**Ausgewählter Auszug:**
○ ○ ○ ○

Die Bundesanwaltschaft hat inzwischen bestätigt, dass sie die Tat als rechtsextremistisch und antisemitisch motiviert ansieht – ebenso, dass es sich bei dem mutmaßlichen Täter um Stephan B. handelt. Das zeigt sich auch in dem selbst gefilmten Video des Täters, sowie in dem "Manifest". Im Video sagt der Täter unter anderem: "Ich glaube, der Holocaust ist nie passiert." Er hetzt gegen Feminismus und Migration. "Und die Wurzel all dieser Probleme ist der Jude." Das deckt sich mit seinem "Manifest", in dem er als ein Ziel ausgibt, "so viele Anti-Weiße wie möglich zu töten, vorzugsweise Juden". Stephan B. war den Behörden ersten Informationen zufolge bisher nicht als Teil der rechtsextremen Szene in Sachsen-Anhalt aufgefallen.
Was wir nicht wissen:
- Der Großteil der Informationen zu Tatablauf, Flucht und Tatverdächtigem ist von der Polizei bislang nicht offiziell bestätigt.
- Ob der Täter Helfer oder Unterstützer hatte, ist bislang nicht bekannt. Ebenso ist unklar, wie er zu seinen Waffen kam. Video und "Manifest" deuten darauf hin, dass er sie im Wesentlichen selbst hergestellt haben könnte.
- Wie Stephan B. zu einem Antisemiten und Rechtsextremisten wurde, ist ebenfalls bislang unklar. Video und "Manifest" deuten zumindest darauf hin, dass er sich offenbar in diversen Foren im Internet bewegte.
- Die genaue Zahl der Opfer ist nicht bekannt, ebenso wie die Identität der zwei Getöteten und der Verletzten.
- Die Polizisten durchsuchten in Landsberg mehrere Häuser. Was sie dort suchten, ist unbekannt.

○ ○ ○ ○

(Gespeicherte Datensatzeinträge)

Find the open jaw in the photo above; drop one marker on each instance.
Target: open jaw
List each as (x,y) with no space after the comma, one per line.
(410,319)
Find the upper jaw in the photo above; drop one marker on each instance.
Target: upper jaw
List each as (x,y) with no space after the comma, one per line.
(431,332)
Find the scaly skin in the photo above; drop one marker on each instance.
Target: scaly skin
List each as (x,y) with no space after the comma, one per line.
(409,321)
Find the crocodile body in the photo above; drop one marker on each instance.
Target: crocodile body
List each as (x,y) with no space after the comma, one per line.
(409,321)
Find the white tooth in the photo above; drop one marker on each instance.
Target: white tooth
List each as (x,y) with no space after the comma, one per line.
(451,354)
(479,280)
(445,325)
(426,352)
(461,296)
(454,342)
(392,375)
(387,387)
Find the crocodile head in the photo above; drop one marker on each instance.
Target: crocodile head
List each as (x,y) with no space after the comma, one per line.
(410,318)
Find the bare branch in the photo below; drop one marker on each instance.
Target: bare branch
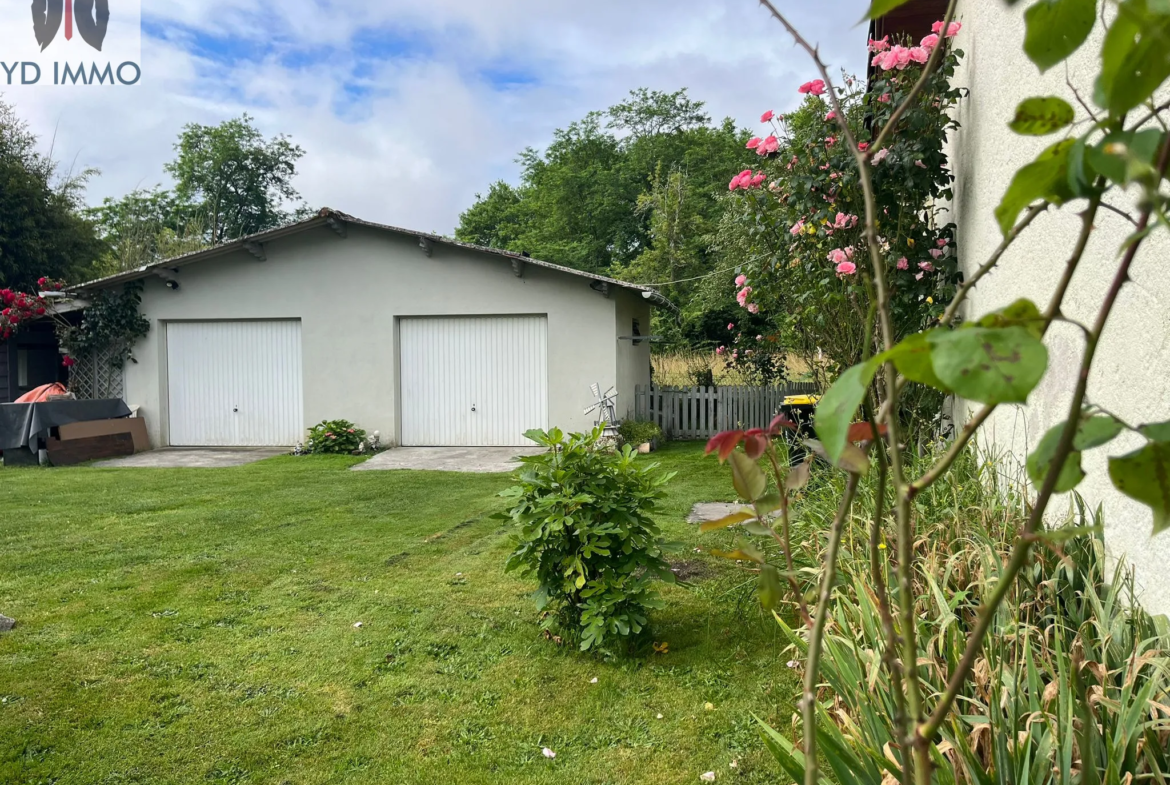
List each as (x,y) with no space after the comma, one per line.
(961,295)
(817,634)
(1024,546)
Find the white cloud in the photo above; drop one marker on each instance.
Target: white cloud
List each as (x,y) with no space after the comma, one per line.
(396,103)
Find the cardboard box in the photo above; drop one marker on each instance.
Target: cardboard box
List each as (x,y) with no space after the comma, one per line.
(135,426)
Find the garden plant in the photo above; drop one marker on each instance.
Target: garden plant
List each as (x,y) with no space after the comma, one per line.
(1039,670)
(586,535)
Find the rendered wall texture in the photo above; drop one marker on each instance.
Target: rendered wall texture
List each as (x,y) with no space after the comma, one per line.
(1131,374)
(349,294)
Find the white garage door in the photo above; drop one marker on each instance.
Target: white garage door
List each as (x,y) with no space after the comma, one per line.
(474,381)
(234,384)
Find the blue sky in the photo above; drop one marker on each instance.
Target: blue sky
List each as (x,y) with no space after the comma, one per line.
(407,108)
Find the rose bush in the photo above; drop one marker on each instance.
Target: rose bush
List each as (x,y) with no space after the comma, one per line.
(796,233)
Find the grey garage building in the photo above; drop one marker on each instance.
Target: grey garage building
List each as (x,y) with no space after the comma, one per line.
(429,341)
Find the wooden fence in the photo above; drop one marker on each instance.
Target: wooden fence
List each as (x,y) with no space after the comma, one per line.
(702,412)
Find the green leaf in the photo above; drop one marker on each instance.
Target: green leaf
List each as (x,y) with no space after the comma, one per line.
(1096,431)
(798,476)
(1127,157)
(1135,61)
(990,365)
(1144,476)
(748,477)
(769,586)
(1040,116)
(835,410)
(728,521)
(1057,28)
(912,358)
(1023,314)
(1040,461)
(882,7)
(1045,178)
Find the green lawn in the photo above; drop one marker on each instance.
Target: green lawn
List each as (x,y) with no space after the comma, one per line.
(197,626)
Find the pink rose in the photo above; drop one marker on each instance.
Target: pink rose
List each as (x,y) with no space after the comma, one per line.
(817,88)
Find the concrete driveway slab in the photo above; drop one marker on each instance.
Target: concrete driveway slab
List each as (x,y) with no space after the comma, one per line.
(477,460)
(190,459)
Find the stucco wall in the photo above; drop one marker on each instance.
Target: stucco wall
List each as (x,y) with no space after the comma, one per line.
(633,362)
(349,294)
(1131,376)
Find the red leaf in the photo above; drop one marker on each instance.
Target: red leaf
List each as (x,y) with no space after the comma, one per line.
(864,432)
(755,443)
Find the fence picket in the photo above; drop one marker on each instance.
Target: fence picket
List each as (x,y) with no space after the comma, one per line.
(702,412)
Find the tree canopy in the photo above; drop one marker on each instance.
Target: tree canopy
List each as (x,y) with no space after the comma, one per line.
(231,181)
(42,232)
(632,192)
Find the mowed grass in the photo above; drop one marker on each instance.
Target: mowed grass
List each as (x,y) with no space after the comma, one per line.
(198,626)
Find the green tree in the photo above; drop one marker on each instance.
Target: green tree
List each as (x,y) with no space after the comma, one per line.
(42,232)
(597,198)
(235,178)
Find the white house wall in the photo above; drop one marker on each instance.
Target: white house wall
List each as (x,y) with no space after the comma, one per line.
(633,362)
(1131,374)
(349,295)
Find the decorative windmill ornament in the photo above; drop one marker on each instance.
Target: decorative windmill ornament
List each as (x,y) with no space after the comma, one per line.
(606,407)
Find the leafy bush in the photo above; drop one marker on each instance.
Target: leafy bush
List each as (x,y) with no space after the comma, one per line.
(586,535)
(335,436)
(637,432)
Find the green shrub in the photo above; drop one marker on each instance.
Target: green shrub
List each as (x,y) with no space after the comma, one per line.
(334,436)
(637,432)
(585,534)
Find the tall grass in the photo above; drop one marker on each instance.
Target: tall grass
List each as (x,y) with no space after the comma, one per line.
(694,367)
(1071,687)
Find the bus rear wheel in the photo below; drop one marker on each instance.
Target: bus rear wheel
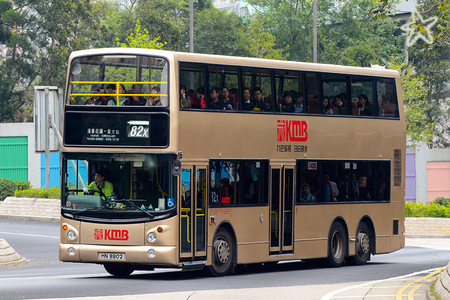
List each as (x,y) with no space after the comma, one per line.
(337,245)
(363,246)
(222,253)
(118,270)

○ ○ ○ ○

**Teile der Übung:**
1. Führen Sie jeden Punkt, der im Auszug unter „Was wir nicht wissen:“ steht, wörtlich als eigenen Listenpunkt auf.
2. Schreiben Sie den Abschnitt des Auszugs von „Die Bundesanwaltschaft hat“ bis „nicht offiziell bestätigt.“ wortgetreu ab.

**Lösungen in Reihenfolge:**
1.
- Der Großteil der Informationen zu Tatablauf, Flucht und Tatverdächtigem ist von der Polizei bislang nicht offiziell bestätigt.
- Ob der Täter Helfer oder Unterstützer hatte, ist bislang nicht bekannt. Ebenso ist unklar, wie er zu seinen Waffen kam. Video und "Manifest" deuten darauf hin, dass er sie im Wesentlichen selbst hergestellt haben könnte.
- Wie Stephan B. zu einem Antisemiten und Rechtsextremisten wurde, ist ebenfalls bislang unklar. Video und "Manifest" deuten zumindest darauf hin, dass er sich offenbar in diversen Foren im Internet bewegte.
- Die genaue Zahl der Opfer ist nicht bekannt, ebenso wie die Identität der zwei Getöteten und der Verletzten.
- Die Polizisten durchsuchten in Landsberg mehrere Häuser. Was sie dort suchten, ist unbekannt.

2.
Die Bundesanwaltschaft hat inzwischen bestätigt, dass sie die Tat als rechtsextremistisch und antisemitisch motiviert ansieht – ebenso, dass es sich bei dem mutmaßlichen Täter um Stephan B. handelt. Das zeigt sich auch in dem selbst gefilmten Video des Täters, sowie in dem "Manifest". Im Video sagt der Täter unter anderem: "Ich glaube, der Holocaust ist nie passiert." Er hetzt gegen Feminismus und Migration. "Und die Wurzel all dieser Probleme ist der Jude." Das deckt sich mit seinem "Manifest", in dem er als ein Ziel ausgibt, "so viele Anti-Weiße wie möglich zu töten, vorzugsweise Juden". Stephan B. war den Behörden ersten Informationen zufolge bisher nicht als Teil der rechtsextremen Szene in Sachsen-Anhalt aufgefallen.
Was wir nicht wissen:
- Der Großteil der Informationen zu Tatablauf, Flucht und Tatverdächtigem ist von der Polizei bislang nicht offiziell bestätigt.